## Aim
Copy out all the records, word for word.

## Exercise materials
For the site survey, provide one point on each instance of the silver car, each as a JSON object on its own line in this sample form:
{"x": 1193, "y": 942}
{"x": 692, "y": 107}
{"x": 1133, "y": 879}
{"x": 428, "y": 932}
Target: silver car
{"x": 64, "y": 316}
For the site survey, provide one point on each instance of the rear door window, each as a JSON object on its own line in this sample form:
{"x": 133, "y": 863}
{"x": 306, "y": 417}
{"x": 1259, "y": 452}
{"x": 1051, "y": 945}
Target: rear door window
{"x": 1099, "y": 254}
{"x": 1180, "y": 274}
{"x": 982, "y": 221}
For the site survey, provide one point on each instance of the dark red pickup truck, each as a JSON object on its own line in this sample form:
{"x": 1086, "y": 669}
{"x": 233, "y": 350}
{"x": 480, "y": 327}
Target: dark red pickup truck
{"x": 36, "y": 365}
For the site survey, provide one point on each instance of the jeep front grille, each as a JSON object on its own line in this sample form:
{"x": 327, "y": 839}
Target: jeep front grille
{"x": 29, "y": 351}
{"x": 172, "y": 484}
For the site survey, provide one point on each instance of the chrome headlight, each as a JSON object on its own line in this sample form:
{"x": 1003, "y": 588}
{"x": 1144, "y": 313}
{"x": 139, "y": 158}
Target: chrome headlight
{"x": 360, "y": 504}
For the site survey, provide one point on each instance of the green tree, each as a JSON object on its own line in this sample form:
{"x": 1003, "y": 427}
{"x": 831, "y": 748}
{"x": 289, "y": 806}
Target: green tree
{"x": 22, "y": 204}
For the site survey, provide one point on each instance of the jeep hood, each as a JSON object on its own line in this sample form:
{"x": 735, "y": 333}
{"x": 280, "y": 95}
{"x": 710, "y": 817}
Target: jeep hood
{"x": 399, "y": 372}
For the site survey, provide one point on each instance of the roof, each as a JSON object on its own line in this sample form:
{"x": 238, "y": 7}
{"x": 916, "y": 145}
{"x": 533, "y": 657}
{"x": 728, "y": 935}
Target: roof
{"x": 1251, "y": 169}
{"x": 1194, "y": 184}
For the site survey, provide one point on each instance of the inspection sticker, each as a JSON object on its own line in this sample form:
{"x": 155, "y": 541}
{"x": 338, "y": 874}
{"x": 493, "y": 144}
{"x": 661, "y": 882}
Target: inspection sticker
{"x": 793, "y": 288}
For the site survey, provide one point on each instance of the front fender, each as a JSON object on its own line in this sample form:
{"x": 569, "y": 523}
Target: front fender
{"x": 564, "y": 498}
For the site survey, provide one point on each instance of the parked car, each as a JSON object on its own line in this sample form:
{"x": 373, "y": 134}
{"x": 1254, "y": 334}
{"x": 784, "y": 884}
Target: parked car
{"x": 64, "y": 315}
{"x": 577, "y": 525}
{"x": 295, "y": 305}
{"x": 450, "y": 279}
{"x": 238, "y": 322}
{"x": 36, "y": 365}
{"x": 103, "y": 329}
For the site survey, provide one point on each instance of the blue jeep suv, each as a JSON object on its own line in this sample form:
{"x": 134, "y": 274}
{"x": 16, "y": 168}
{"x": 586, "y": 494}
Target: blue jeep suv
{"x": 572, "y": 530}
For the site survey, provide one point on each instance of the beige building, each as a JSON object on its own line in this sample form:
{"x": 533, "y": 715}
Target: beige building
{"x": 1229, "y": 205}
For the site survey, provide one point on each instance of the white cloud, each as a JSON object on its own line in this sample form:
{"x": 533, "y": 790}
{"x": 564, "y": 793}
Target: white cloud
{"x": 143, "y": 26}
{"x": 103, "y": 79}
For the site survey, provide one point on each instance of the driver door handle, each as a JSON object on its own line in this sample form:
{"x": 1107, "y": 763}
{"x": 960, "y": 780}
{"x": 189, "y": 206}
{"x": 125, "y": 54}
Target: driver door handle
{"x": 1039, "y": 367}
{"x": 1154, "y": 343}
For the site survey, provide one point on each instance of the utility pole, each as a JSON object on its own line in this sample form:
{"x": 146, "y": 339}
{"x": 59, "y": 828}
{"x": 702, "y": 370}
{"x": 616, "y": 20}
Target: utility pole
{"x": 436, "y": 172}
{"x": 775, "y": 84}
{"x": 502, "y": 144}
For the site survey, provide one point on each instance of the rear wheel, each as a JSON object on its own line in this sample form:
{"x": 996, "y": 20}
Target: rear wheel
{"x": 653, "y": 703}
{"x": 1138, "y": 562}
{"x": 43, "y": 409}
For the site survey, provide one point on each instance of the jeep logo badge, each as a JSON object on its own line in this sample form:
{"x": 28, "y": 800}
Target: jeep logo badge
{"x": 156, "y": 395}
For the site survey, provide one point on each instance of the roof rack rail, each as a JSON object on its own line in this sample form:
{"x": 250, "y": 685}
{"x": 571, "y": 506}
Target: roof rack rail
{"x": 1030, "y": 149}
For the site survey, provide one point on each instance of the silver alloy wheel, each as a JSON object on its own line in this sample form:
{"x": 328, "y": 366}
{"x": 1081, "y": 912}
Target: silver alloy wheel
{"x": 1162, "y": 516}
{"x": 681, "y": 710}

## Solution for this exercise
For the site survey, provide one point on each instance of the silver car, each as a JSON object on its own line in this sample form:
{"x": 1193, "y": 942}
{"x": 692, "y": 107}
{"x": 1133, "y": 879}
{"x": 428, "y": 932}
Target: silver car
{"x": 64, "y": 316}
For the site survey, provide one point on each instance of the rear door window, each as a JSON object on its own line in this sample form:
{"x": 133, "y": 863}
{"x": 306, "y": 417}
{"x": 1259, "y": 452}
{"x": 1051, "y": 945}
Target: rear door window
{"x": 1099, "y": 254}
{"x": 1180, "y": 274}
{"x": 982, "y": 221}
For the site survey, provide one point on each instance of the dark red pickup truck, each as a JSON object on its own line in this sample form:
{"x": 1086, "y": 669}
{"x": 233, "y": 350}
{"x": 480, "y": 327}
Target: dark red pickup truck
{"x": 36, "y": 365}
For the site survey, provide one point on each instance of the jeep front grille, each as a JSON object on its own line in this sample form:
{"x": 327, "y": 839}
Target: jeep front grille
{"x": 29, "y": 351}
{"x": 172, "y": 484}
For the site survey, provide one point on each instance of the chrome headlight, each as a JSON object on its own line in this sample form:
{"x": 1003, "y": 588}
{"x": 1144, "y": 313}
{"x": 139, "y": 158}
Target: chrome headlight
{"x": 360, "y": 504}
For the site survey, provide one point on each instance of the green tree, each as a JSON object on its own line in this sample form:
{"x": 1003, "y": 427}
{"x": 831, "y": 748}
{"x": 289, "y": 806}
Target: green tree
{"x": 22, "y": 204}
For the site survey, provide one point on each instance of the jeep hood, each as a JSON object on its own line in this sample form:
{"x": 735, "y": 333}
{"x": 280, "y": 95}
{"x": 710, "y": 817}
Target: jeep hood
{"x": 399, "y": 372}
For the site survey, provide one point on each instance of the roof, each as a JSON object on its own line in this sample form:
{"x": 238, "y": 7}
{"x": 916, "y": 145}
{"x": 533, "y": 657}
{"x": 728, "y": 935}
Target: roof
{"x": 1251, "y": 169}
{"x": 1194, "y": 184}
For the site survey, provide one point on each instance of the inspection sticker, each as a JSON object on its own line in this sample form:
{"x": 155, "y": 541}
{"x": 338, "y": 874}
{"x": 493, "y": 144}
{"x": 661, "y": 882}
Target: inspection sticker
{"x": 793, "y": 288}
For the site survey, provide one point on each instance of the front fender, each as a JSON object on its own line in this sample form:
{"x": 569, "y": 523}
Target: front fender
{"x": 564, "y": 498}
For the site survey, provide one point on each instance of the parked car, each as a JSON object on its own line in this sample form:
{"x": 373, "y": 134}
{"x": 1254, "y": 334}
{"x": 784, "y": 884}
Target: parked car
{"x": 64, "y": 315}
{"x": 577, "y": 525}
{"x": 295, "y": 305}
{"x": 450, "y": 279}
{"x": 238, "y": 322}
{"x": 36, "y": 365}
{"x": 103, "y": 329}
For the site survey, provide one point on each instance of the blue jeep suv, each as a JSON object on its own line in this sample form:
{"x": 134, "y": 274}
{"x": 16, "y": 168}
{"x": 586, "y": 494}
Target: blue jeep suv
{"x": 572, "y": 530}
For the site survey, provide one point on each instance of the beige building, each as a JSON object on its own line in this sample form:
{"x": 533, "y": 715}
Target: beige building
{"x": 1229, "y": 205}
For the site survey, provide one point on each instance of the white cloud, each as a JSON object on its own line in this sample form:
{"x": 533, "y": 790}
{"x": 564, "y": 793}
Target: white cloud
{"x": 143, "y": 26}
{"x": 103, "y": 79}
For the site survey, provide one point on each instance of the driver door handle, each as a JSON object on its own line in this sample form:
{"x": 1107, "y": 763}
{"x": 960, "y": 780}
{"x": 189, "y": 206}
{"x": 125, "y": 54}
Target: driver door handle
{"x": 1039, "y": 367}
{"x": 1154, "y": 343}
For the site survey, provide one point on each instance of the utility pole, each as a JSON object on its own line in this sample form:
{"x": 146, "y": 339}
{"x": 59, "y": 828}
{"x": 702, "y": 370}
{"x": 616, "y": 20}
Target: utility pole
{"x": 436, "y": 172}
{"x": 775, "y": 84}
{"x": 502, "y": 144}
For the site survey, provide one point on each instance of the rear wheel, each as a JSON object on its own line in this sample form:
{"x": 996, "y": 20}
Target: rear wheel
{"x": 653, "y": 703}
{"x": 1138, "y": 562}
{"x": 43, "y": 409}
For the site survey, provide one point on each instance of the jeep logo badge, each as a JSON object on its own line in this sample form:
{"x": 28, "y": 800}
Target: jeep logo badge
{"x": 156, "y": 395}
For the site survey, provide one point on each instance of the roof rack rail, each as a JSON object on its own line in this sample form:
{"x": 250, "y": 685}
{"x": 571, "y": 506}
Target: roof rack rail
{"x": 1030, "y": 149}
For the site survey, provide one point on each instance of the silver alloy wheel, each as a JSON object on its own line in this sample form:
{"x": 328, "y": 366}
{"x": 1081, "y": 912}
Target: silver alloy wheel
{"x": 1162, "y": 516}
{"x": 681, "y": 710}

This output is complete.